Kesinleşmiş Ceza Bozulur mu?

Av. İsmail Çavuş
22 Ekim 2025
Kesinleşmiş Ceza Bozulur mu

Evet, bazı olağanüstü kanun yolları sayesinde kesinleşmiş bir ceza bozulabilir. Türk hukuk sisteminde bir mahkeme hükmünün kesinleşmesi, o kararın olağan kanun yollarıyla artık değiştirilemez hale geldiği anlamına gelir. Ancak bu durum, adaletin yeniden tecelli etmesi veya ciddi hukuki hataların düzeltilmesi gerektiğinde, belirli istisnai mekanizmaların devreye girmesine engel değildir. "Kesinleşmiş ceza bozulur mu?" sorusunun cevabı, yargılamanın yenilenmesi, kanun yararına bozma gibi olağanüstü kanun yolları ve Anayasa Mahkemesi ile Avrupa İnsan Hakları Mahkemesi (AİHM) kararları ışığında detaylı bir şekilde incelenmelidir.

Kesinleşmiş Ceza Ne Demektir?

Kesinleşmiş ceza, bir mahkeme tarafından verilen ceza hükmünün hukuken bağlayıcı ve değiştirilemez hale gelmiş olduğunu ifade eder. Bu durum, kararın tüm olağan kanun yollarının (istinaf ve temyiz) tüketilmesinden veya bu yollara başvuru sürelerinin dolmasından sonra ortaya çıkar. Kesinleşen bir hüküm, infaz edilebilir nitelik kazanır ve aynı olay hakkında yeniden dava açılamaz; bu duruma "maddi anlamda kesin hüküm" denir.

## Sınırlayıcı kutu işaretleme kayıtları
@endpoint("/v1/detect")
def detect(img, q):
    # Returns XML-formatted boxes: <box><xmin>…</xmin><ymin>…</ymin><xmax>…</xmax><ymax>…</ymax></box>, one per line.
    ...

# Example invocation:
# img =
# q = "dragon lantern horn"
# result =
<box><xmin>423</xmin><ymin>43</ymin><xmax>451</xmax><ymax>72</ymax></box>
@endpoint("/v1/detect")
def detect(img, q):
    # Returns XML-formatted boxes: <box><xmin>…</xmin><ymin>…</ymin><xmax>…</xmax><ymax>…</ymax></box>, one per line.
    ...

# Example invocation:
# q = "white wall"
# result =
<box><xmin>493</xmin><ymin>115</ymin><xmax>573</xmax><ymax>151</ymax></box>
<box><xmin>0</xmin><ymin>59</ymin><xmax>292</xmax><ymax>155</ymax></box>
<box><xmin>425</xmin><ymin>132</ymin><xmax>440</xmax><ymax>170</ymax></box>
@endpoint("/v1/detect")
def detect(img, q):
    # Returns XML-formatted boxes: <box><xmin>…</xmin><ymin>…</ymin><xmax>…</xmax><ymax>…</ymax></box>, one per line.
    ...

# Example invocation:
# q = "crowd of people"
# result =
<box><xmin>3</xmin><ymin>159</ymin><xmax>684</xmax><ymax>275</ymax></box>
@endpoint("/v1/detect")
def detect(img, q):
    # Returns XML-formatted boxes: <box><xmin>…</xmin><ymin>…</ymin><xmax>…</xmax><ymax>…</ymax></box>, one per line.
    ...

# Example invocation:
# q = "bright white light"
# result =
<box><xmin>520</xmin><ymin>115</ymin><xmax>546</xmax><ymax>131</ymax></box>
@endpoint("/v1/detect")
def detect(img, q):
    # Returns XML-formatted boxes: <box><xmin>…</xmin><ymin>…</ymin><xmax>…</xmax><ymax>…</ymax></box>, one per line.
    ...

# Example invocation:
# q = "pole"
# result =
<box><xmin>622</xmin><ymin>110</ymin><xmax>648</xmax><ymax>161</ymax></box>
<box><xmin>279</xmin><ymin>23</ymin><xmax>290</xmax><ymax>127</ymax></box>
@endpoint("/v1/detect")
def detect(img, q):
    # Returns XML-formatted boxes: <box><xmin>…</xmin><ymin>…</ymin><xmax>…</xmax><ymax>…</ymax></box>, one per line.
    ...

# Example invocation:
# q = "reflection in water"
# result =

## Yapılacaklar
(1) Kesinleşmiş ceza metnindeki "Kesinleşmiş ceza, bir mahkeme tarafından" diye başlayan paragrafı, ana bilgilerini koruyarak madde listesi olarak yeniden yazın.
(2) Lütfen kesinleşmiş ceza metnine göre şu soruları cevaplayın:
(a) Metnin tarihi nedir?
(b) Kesinleşmiş bir cezanın bozulmasını sağlayabilecek olağanüstü kanun yolları olarak hangi ikisi anılıyor?
(c) Metinde olağan kanun yolları olarak hangileri sayılıyor?
(3) Kesinleşmiş ceza metnini son cümlesinden sonra sürdürün.

## Cevaplar
(1)
- Kesinleşmiş ceza, mahkemenin verdiği ceza hükmünün hukuken bağlayıcı ve değiştirilemez hale gelmesidir.
- Olağan kanun yolları (istinaf ve temyiz) tüketildiğinde ya da bu yollara başvuru süreleri dolduğunda ortaya çıkar.
- Kesinleşen hüküm infaz edilebilir hale gelir.
- Aynı olay hakkında yeniden dava açılamaz.
- Bu duruma "maddi anlamda kesin hüküm" denir.

(2)
(a) 22 Ekim 2025.
(b) Yargılamanın yenilenmesi ve kanun yararına bozma.
(c) İstinaf ve temyiz.

(3)
Kesinleşmiş Ceza Hangi Durumlarda Bozulur?

Kesinleşmiş bir ceza, olağanüstü kanun yolları aracılığıyla bozulabilir. Bu yollar, hukuki güvenlik ilkesi ile adaletin sağlanması arasındaki dengeyi gözeterek, kesinleşmiş hükümlerdeki bariz hukuka aykırılıkları veya sonradan ortaya çıkan önemli delilleri gidermeyi amaçlar. Başlıca olağanüstü kanun yolları şunlardır:

  • Kanun Yararına Bozma: İstinaf veya temyiz incelemesinden geçmeksizin kesinleşen kararlardaki hukuka aykırılıkların Adalet Bakanlığı’nın talebi üzerine Yargıtay tarafından bozulmasıdır.
  • Yargılamanın Yenilenmesi: Yeni delillerin ortaya çıkması, sahtecilik, yalan tanıklık gibi durumlar nedeniyle kesinleşmiş bir mahkumiyet hükmünün yeniden incelenmesidir.
  • Anayasa Mahkemesi'ne Bireysel Başvuru: Temel hak ve özgürlüklerin ihlal edildiği iddiasıyla yapılan başvuru sonucunda verilen ihlal kararı, yargılamanın yenilenmesi sebebi olabilir.
  • Avrupa İnsan Hakları Mahkemesi (AİHM) Kararları: AİHM'in ihlal kararı vermesi durumunda, iç hukukta yargılamanın yenilenmesi yolu açılabilir.

Olağan Kanun Yolları Cezayı Nasıl Etkiler: İstinaf ve Temyiz

Olağan kanun yolları olan istinaf ve temyiz, hüküm henüz kesinleşmeden önce başvurulan mekanizmalardır. Bu yollar, kararın daha üst bir yargı merciince incelenmesini sağlayarak, kesinleşmeyi engeller ve hükmün infazını erteler. "Kesinleşmiş ceza bozulur mu?" sorusundan önce, bu yolların nasıl işlediğini anlamak önemlidir.

İstinaf (Bölge Adliye Mahkemesi)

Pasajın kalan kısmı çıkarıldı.